**EXERCISE**
Please give, exactly as they appear below, the line with "One keypoint belongs on each instance. Indicate the long" and every line after it through the final one, and nothing else.

----------------------------------------

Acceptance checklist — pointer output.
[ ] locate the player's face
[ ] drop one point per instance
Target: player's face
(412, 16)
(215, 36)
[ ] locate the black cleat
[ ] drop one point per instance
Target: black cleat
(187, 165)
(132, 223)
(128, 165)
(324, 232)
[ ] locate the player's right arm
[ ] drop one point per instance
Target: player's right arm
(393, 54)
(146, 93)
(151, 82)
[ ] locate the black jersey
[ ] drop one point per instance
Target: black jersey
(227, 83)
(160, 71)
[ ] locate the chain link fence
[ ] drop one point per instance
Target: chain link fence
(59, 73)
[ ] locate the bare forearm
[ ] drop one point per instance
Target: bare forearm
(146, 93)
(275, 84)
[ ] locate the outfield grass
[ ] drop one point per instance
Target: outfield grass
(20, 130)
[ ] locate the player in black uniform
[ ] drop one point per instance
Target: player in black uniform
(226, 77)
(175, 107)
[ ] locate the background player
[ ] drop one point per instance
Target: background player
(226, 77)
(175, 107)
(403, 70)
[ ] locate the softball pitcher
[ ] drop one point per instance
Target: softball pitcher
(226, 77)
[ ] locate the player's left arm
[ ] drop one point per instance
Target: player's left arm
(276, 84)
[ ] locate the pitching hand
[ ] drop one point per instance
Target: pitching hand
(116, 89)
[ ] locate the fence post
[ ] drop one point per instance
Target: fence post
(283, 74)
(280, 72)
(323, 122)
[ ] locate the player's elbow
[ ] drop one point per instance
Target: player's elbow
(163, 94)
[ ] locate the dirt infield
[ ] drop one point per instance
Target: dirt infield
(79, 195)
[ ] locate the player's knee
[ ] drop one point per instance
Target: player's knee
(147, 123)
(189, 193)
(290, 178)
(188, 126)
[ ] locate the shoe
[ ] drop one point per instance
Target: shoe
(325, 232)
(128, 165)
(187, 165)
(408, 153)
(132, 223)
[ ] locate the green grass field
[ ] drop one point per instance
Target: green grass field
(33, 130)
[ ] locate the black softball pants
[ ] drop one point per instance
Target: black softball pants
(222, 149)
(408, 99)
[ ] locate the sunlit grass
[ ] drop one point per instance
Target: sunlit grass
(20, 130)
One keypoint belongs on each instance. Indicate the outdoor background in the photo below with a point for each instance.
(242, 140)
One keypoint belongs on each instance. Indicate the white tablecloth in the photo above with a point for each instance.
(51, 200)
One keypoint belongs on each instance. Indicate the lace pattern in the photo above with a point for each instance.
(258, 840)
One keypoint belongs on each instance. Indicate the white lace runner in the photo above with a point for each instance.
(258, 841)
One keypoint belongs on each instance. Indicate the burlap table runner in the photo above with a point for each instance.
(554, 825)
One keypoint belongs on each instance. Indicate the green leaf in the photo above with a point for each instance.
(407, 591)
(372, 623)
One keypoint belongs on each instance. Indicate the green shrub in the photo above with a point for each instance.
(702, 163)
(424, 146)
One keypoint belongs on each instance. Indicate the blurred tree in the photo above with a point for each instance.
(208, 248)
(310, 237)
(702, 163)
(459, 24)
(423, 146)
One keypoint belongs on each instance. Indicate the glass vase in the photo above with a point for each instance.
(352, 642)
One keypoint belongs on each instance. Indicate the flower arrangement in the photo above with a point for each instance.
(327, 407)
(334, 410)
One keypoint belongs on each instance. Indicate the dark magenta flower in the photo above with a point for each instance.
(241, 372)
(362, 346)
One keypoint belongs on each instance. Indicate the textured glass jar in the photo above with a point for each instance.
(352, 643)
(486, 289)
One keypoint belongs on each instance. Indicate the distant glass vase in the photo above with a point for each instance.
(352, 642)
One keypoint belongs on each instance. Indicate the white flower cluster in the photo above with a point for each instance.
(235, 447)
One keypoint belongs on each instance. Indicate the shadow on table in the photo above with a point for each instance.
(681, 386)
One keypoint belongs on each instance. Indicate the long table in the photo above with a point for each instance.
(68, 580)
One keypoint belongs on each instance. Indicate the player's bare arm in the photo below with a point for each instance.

----------------------------------------

**RESULT**
One keypoint belongs on each instance. Indicate the long table in the photo above with a point for each instance.
(68, 580)
One keypoint belongs on each instance. Indicate the player's bare arm in the photo below with a point for each instance.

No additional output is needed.